*Information shown*.
++++++++++

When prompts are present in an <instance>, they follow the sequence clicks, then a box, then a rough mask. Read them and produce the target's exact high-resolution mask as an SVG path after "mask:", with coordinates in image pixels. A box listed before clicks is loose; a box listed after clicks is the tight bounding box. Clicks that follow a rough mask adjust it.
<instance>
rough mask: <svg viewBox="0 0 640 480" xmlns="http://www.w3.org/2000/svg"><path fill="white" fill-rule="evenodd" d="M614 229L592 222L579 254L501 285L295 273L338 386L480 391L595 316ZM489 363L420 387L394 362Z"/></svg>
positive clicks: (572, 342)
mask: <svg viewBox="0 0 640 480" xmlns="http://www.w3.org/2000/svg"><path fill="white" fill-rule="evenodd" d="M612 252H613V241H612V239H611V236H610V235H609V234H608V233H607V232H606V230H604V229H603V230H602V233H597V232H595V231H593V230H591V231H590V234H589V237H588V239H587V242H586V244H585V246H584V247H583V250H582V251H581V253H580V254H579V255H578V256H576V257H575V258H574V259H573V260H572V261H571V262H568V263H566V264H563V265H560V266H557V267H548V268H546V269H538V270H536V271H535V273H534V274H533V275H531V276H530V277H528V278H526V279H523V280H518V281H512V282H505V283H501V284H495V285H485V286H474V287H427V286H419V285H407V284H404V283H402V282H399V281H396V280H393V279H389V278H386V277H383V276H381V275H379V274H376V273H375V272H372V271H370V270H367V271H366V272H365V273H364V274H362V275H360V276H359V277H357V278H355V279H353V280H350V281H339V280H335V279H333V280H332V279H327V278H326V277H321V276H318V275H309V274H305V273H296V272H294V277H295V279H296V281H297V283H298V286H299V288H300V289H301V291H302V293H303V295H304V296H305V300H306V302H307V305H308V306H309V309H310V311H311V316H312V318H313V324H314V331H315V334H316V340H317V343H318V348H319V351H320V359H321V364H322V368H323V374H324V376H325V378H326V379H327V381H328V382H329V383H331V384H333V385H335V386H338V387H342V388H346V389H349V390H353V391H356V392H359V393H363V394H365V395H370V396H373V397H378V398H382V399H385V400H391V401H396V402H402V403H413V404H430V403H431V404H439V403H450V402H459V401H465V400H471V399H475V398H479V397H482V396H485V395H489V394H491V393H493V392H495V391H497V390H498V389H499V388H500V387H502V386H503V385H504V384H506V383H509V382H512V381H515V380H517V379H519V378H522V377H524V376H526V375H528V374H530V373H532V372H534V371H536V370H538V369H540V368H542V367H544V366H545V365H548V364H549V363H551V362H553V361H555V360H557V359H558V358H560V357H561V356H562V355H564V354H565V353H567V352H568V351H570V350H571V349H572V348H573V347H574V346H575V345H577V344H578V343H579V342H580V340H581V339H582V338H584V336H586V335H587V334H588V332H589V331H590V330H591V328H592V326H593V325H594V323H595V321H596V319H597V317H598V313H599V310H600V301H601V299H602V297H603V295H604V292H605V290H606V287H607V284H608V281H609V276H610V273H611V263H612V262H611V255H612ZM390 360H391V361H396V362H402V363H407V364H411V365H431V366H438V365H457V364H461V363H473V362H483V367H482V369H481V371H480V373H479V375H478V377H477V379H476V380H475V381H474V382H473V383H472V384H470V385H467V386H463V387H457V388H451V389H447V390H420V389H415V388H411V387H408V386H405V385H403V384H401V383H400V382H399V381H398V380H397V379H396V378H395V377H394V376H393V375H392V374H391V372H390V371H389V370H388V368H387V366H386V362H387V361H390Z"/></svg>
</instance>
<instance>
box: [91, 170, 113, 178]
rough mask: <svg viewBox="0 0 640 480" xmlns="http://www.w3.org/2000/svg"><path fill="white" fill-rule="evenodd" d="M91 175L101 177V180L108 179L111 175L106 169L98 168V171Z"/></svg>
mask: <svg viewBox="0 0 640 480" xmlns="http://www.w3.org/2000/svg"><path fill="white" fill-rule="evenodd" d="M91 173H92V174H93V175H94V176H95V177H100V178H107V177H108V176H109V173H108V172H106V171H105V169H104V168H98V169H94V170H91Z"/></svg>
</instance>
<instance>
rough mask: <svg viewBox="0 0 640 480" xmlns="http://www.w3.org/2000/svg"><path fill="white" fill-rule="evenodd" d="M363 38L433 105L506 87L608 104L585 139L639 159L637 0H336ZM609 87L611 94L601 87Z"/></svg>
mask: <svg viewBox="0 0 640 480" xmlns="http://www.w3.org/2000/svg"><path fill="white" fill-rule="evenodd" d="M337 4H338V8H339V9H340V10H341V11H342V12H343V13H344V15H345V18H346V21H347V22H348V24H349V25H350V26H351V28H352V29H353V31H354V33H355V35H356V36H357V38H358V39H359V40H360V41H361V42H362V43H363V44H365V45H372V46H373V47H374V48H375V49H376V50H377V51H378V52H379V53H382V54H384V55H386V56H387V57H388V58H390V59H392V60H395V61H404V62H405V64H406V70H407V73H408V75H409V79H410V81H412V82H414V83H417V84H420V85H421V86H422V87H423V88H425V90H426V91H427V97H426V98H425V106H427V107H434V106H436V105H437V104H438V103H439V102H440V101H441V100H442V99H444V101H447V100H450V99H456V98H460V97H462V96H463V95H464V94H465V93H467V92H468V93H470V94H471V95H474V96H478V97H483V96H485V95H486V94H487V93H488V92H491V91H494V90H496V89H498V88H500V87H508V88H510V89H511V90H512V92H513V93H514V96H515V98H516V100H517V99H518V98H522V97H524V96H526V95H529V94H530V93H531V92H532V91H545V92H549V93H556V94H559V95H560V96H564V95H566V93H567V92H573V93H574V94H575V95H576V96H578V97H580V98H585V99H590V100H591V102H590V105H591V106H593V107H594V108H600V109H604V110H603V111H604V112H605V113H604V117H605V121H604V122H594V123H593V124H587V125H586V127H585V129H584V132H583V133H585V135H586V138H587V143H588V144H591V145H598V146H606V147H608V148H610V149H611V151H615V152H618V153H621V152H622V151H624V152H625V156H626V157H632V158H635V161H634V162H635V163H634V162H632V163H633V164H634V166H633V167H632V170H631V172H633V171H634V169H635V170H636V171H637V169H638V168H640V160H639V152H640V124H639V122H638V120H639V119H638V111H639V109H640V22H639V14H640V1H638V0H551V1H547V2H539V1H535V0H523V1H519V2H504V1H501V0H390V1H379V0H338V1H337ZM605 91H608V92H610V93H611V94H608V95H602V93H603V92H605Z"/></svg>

++++++++++

*Requirement*. Rewrite the listing above as a JSON array of strings, one string per line, with blank lines omitted.

*Written solution*.
[
  "When prompts are present in an <instance>, they follow the sequence clicks, then a box, then a rough mask. Read them and produce the target's exact high-resolution mask as an SVG path after \"mask:\", with coordinates in image pixels. A box listed before clicks is loose; a box listed after clicks is the tight bounding box. Clicks that follow a rough mask adjust it.",
  "<instance>",
  "rough mask: <svg viewBox=\"0 0 640 480\" xmlns=\"http://www.w3.org/2000/svg\"><path fill=\"white\" fill-rule=\"evenodd\" d=\"M614 229L592 222L579 254L501 285L295 273L338 386L480 391L595 316ZM489 363L420 387L394 362Z\"/></svg>",
  "positive clicks: (572, 342)",
  "mask: <svg viewBox=\"0 0 640 480\" xmlns=\"http://www.w3.org/2000/svg\"><path fill=\"white\" fill-rule=\"evenodd\" d=\"M612 252H613V241H612V239H611V236H610V235H609V234H608V233H607V232H606V230H604V229H603V230H602V233H597V232H595V231H593V230H591V231H590V234H589V237H588V239H587V242H586V244H585V246H584V247H583V250H582V251H581V253H580V254H579V255H578V256H576V257H575V258H574V259H573V260H572V261H571V262H568V263H566V264H563V265H560V266H557V267H548V268H546V269H538V270H536V271H535V273H534V274H533V275H531V276H530V277H528V278H526V279H523V280H518V281H512V282H505V283H501V284H495V285H485V286H474V287H427V286H419V285H407V284H404V283H402V282H399V281H396V280H393V279H389V278H386V277H383V276H381V275H379V274H376V273H375V272H372V271H370V270H367V271H366V272H365V273H364V274H362V275H360V276H359V277H357V278H355V279H353V280H350V281H339V280H335V279H333V280H332V279H327V278H326V277H321V276H318V275H309V274H305V273H296V272H294V277H295V279H296V281H297V283H298V286H299V288H300V289H301V291H302V293H303V295H304V296H305V300H306V302H307V305H308V306H309V309H310V311H311V316H312V318H313V324H314V331H315V334H316V340H317V343H318V348H319V351H320V359H321V364H322V368H323V374H324V376H325V378H326V379H327V381H328V382H329V383H331V384H333V385H335V386H338V387H342V388H346V389H349V390H353V391H356V392H359V393H363V394H365V395H370V396H373V397H378V398H382V399H385V400H391V401H396V402H402V403H413V404H430V403H431V404H439V403H450V402H459V401H465V400H471V399H475V398H479V397H482V396H485V395H489V394H491V393H493V392H495V391H497V390H498V389H499V388H500V387H502V386H503V385H504V384H506V383H509V382H512V381H515V380H517V379H519V378H522V377H524V376H526V375H528V374H530V373H532V372H534V371H536V370H538V369H540V368H542V367H544V366H545V365H548V364H549V363H551V362H553V361H555V360H557V359H558V358H560V357H561V356H562V355H564V354H565V353H567V352H568V351H570V350H571V349H572V348H573V347H574V346H575V345H577V344H578V343H579V342H580V340H581V339H582V338H584V336H586V335H587V334H588V332H589V331H590V330H591V328H592V326H593V325H594V323H595V321H596V319H597V317H598V313H599V310H600V301H601V299H602V297H603V295H604V292H605V290H606V287H607V284H608V281H609V276H610V273H611V263H612V262H611V255H612ZM390 360H391V361H396V362H402V363H407V364H411V365H431V366H438V365H457V364H461V363H473V362H483V367H482V369H481V371H480V373H479V375H478V377H477V379H476V380H475V381H474V382H473V383H472V384H470V385H467V386H463V387H457V388H451V389H447V390H420V389H415V388H411V387H408V386H405V385H403V384H401V383H400V382H399V381H398V380H397V379H396V378H395V377H394V376H393V375H392V374H391V372H390V371H389V370H388V368H387V366H386V362H387V361H390Z\"/></svg>",
  "</instance>",
  "<instance>",
  "box: [91, 170, 113, 178]",
  "rough mask: <svg viewBox=\"0 0 640 480\" xmlns=\"http://www.w3.org/2000/svg\"><path fill=\"white\" fill-rule=\"evenodd\" d=\"M91 175L101 177V180L108 179L111 175L106 169L98 168V171Z\"/></svg>",
  "mask: <svg viewBox=\"0 0 640 480\" xmlns=\"http://www.w3.org/2000/svg\"><path fill=\"white\" fill-rule=\"evenodd\" d=\"M91 173H92V174H93V175H94V176H95V177H100V178H107V177H108V176H109V173H108V172H106V171H105V169H104V168H98V169H94V170H91Z\"/></svg>",
  "</instance>",
  "<instance>",
  "rough mask: <svg viewBox=\"0 0 640 480\" xmlns=\"http://www.w3.org/2000/svg\"><path fill=\"white\" fill-rule=\"evenodd\" d=\"M363 38L433 105L506 87L608 104L585 139L639 159L637 0H336ZM609 87L611 94L601 87Z\"/></svg>",
  "mask: <svg viewBox=\"0 0 640 480\" xmlns=\"http://www.w3.org/2000/svg\"><path fill=\"white\" fill-rule=\"evenodd\" d=\"M337 4H338V8H339V9H340V10H341V11H342V12H343V13H344V15H345V18H346V21H347V22H348V24H349V25H350V26H351V28H352V29H353V31H354V33H355V35H356V36H357V38H358V39H359V40H360V41H361V42H362V43H363V44H365V45H372V46H373V47H374V48H375V49H376V50H377V51H378V52H379V53H382V54H384V55H386V56H387V57H388V58H390V59H392V60H395V61H404V62H405V64H406V70H407V73H408V75H409V79H410V81H412V82H414V83H417V84H420V85H421V86H422V87H423V88H425V90H426V91H427V97H426V98H425V106H427V107H434V106H436V105H437V104H438V103H439V102H440V101H441V100H442V99H444V101H447V100H450V99H456V98H460V97H462V96H463V95H464V94H465V93H467V92H468V93H470V94H471V95H474V96H478V97H483V96H485V95H486V94H487V93H488V92H491V91H494V90H496V89H498V88H500V87H508V88H510V89H511V90H512V92H513V93H514V96H515V98H516V100H517V99H518V98H522V97H524V96H526V95H529V94H530V93H531V92H532V91H545V92H549V93H556V94H559V95H560V96H564V95H566V93H567V92H573V93H574V94H575V95H576V96H578V97H580V98H585V99H590V100H591V102H590V105H591V106H593V107H594V108H600V109H604V110H603V111H604V112H605V113H604V117H605V121H604V122H594V123H593V124H587V125H586V127H585V129H584V132H583V133H585V135H586V138H587V143H588V144H591V145H598V146H606V147H608V148H610V149H611V151H615V152H618V153H621V152H622V151H624V152H625V156H626V157H632V158H635V161H634V162H635V163H634V162H632V163H633V164H634V166H633V167H632V170H631V172H633V171H634V169H635V170H636V171H637V169H638V168H640V160H639V152H640V124H639V122H638V120H639V119H638V111H639V109H640V22H639V14H640V1H638V0H551V1H547V2H539V1H535V0H523V1H519V2H504V1H501V0H390V1H379V0H338V1H337ZM605 91H608V92H610V93H611V94H608V95H602V93H603V92H605Z\"/></svg>"
]